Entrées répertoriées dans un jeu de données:
------------------------------------------------------------------------

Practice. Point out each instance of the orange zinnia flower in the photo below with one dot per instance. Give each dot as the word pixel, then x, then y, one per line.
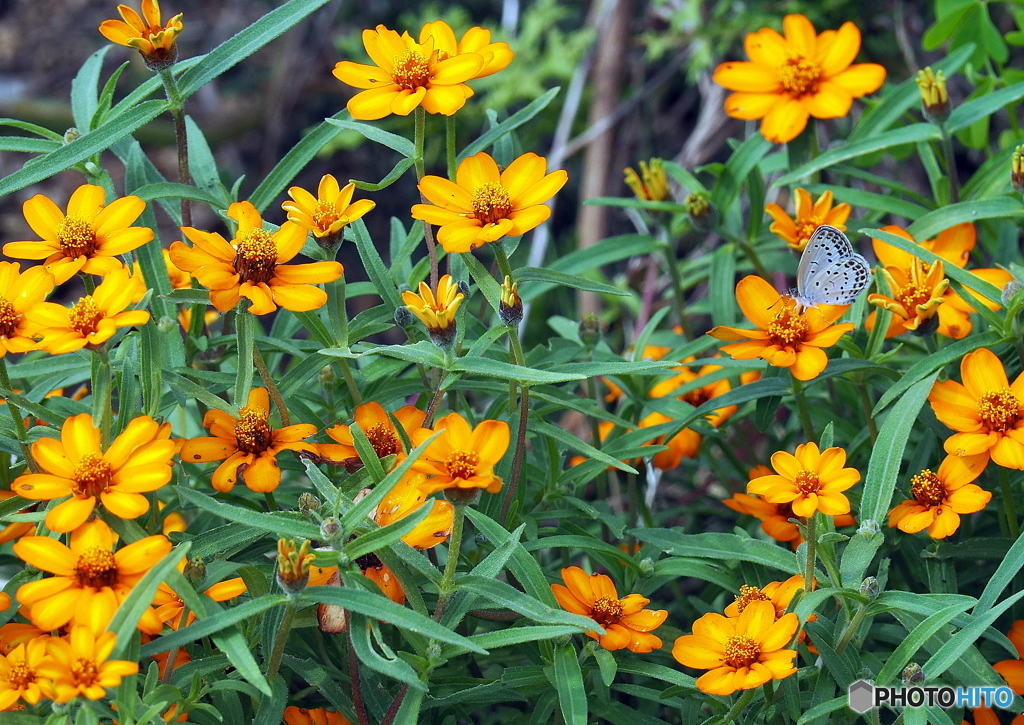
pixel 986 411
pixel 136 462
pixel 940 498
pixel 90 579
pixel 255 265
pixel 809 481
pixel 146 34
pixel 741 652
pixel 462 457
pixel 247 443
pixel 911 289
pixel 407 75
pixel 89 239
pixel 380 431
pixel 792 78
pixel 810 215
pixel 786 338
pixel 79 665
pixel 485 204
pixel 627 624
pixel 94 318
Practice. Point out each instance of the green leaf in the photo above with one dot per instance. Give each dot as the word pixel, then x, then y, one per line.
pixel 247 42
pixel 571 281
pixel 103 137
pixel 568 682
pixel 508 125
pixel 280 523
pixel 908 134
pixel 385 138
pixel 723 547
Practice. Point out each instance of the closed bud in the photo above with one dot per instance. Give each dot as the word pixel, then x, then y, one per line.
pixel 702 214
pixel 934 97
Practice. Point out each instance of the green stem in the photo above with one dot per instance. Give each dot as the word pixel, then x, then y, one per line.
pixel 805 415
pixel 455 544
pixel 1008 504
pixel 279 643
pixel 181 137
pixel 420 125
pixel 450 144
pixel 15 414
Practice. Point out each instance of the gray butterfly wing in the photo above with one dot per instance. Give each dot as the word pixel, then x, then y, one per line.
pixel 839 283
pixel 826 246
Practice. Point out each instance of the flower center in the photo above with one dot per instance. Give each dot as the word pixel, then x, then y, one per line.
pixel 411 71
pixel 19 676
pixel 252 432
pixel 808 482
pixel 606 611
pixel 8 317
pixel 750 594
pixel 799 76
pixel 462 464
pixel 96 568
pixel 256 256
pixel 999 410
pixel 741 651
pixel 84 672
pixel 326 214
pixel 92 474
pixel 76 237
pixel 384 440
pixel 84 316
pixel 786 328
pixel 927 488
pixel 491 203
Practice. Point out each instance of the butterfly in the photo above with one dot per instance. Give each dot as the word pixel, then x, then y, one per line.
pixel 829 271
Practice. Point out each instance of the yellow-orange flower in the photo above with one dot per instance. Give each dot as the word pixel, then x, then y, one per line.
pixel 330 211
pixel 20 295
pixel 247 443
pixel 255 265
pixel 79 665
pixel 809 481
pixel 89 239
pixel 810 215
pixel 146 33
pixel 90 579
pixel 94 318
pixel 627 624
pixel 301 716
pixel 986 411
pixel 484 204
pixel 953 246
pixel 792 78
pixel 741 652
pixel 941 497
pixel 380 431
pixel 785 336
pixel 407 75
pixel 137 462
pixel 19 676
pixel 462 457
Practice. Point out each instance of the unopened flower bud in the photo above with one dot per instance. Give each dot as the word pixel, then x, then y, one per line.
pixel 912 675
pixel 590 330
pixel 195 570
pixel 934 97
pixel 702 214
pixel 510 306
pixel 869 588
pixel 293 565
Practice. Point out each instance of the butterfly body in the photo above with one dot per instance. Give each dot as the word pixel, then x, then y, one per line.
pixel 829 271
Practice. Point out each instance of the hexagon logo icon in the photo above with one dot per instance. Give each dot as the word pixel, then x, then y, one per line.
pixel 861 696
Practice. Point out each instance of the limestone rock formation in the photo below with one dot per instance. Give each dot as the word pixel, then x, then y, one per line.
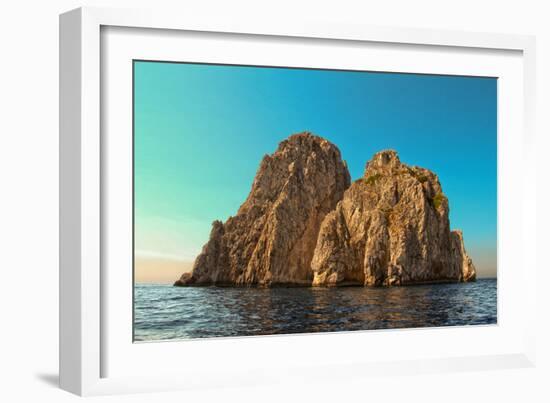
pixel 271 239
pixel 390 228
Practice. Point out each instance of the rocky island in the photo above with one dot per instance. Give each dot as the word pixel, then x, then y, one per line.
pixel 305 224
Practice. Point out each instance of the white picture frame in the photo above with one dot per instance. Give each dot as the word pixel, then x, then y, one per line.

------------------------------------------------------------------------

== Consigne ==
Recopiez telles quelles les lignes des enregistrements ci-dessus, de celle qui contient « Practice. Point out each instance of the green stem » jusqu'à celle qui contient « pixel 491 203 », ces deux lignes comprises.

== Résultat ==
Practice. Point out each instance of the green stem in the photo above with one dot per instance. Give each dot as the word pixel, then x, then y, one per line.
pixel 805 415
pixel 455 544
pixel 1008 504
pixel 279 643
pixel 181 137
pixel 420 125
pixel 450 144
pixel 15 414
Practice. Point out each instance of the gray butterfly wing in the photo above with one dot per instance. Give each dot as the word pixel, then x, then y, one per line.
pixel 839 283
pixel 826 246
Practice. Point out each instance of the flower center in the photo above with one dot per instance. Give each dot as the word pixel, then x, then y, one per line.
pixel 411 71
pixel 19 676
pixel 252 432
pixel 808 482
pixel 606 611
pixel 8 317
pixel 750 594
pixel 799 76
pixel 462 464
pixel 96 568
pixel 256 256
pixel 999 410
pixel 741 651
pixel 84 672
pixel 326 214
pixel 92 474
pixel 76 237
pixel 384 440
pixel 84 316
pixel 786 328
pixel 927 488
pixel 491 203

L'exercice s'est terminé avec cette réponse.